▶ Task:
Set down all of the entries exactly, leaving nothing out.

-*-*-

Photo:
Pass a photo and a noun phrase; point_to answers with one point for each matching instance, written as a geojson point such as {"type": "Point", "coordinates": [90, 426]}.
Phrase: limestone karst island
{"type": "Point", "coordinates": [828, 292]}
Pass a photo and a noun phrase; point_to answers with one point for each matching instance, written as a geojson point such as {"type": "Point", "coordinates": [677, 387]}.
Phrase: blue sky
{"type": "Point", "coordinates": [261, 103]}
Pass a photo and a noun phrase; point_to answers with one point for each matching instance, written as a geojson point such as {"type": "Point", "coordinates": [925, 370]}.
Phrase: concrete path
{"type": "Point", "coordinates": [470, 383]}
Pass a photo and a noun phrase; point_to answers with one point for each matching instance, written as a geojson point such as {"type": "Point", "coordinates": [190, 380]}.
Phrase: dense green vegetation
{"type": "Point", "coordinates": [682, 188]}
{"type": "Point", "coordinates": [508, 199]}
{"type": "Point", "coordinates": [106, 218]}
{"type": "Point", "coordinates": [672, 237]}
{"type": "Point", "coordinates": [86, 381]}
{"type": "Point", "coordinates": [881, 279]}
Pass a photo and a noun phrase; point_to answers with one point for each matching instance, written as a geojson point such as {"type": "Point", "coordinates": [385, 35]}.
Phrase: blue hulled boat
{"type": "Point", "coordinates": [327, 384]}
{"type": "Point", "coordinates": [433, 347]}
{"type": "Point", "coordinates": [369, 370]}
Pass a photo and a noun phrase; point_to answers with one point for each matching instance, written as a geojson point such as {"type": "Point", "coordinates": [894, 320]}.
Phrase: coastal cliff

-*-*-

▶ Solution to this problem:
Photo:
Pass a photo and a noun phrase; point_to answers with one point for each matching instance, written as a geojson point such as {"type": "Point", "coordinates": [90, 426]}.
Phrase: limestone karst island
{"type": "Point", "coordinates": [828, 292]}
Pass a photo and a noun phrase; point_to answers with one point for each matching instance, written as a geojson point such as {"type": "Point", "coordinates": [677, 387]}.
Phrase: blue sky
{"type": "Point", "coordinates": [261, 103]}
Pass a photo and a noun phrase; point_to answers with one point for each matching instance, written as a geojson point such as {"type": "Point", "coordinates": [925, 370]}.
Phrase: concrete path
{"type": "Point", "coordinates": [470, 383]}
Pass a photo and a noun phrase; point_to answers with one point for each matching instance, written as a geojson point such as {"type": "Point", "coordinates": [190, 380]}.
Phrase: dense green vegetation
{"type": "Point", "coordinates": [682, 188]}
{"type": "Point", "coordinates": [508, 199]}
{"type": "Point", "coordinates": [106, 218]}
{"type": "Point", "coordinates": [672, 237]}
{"type": "Point", "coordinates": [86, 381]}
{"type": "Point", "coordinates": [881, 279]}
Pass a photo and a noun phrase; point_to answers with one point for each matching instance, written as a geojson point such as {"type": "Point", "coordinates": [385, 35]}.
Phrase: blue hulled boat
{"type": "Point", "coordinates": [327, 384]}
{"type": "Point", "coordinates": [433, 347]}
{"type": "Point", "coordinates": [369, 370]}
Pass a photo and a noun phrase; point_to answers with one point for each matching instance, written as a geojson point such as {"type": "Point", "coordinates": [894, 320]}.
Phrase: coastal cliff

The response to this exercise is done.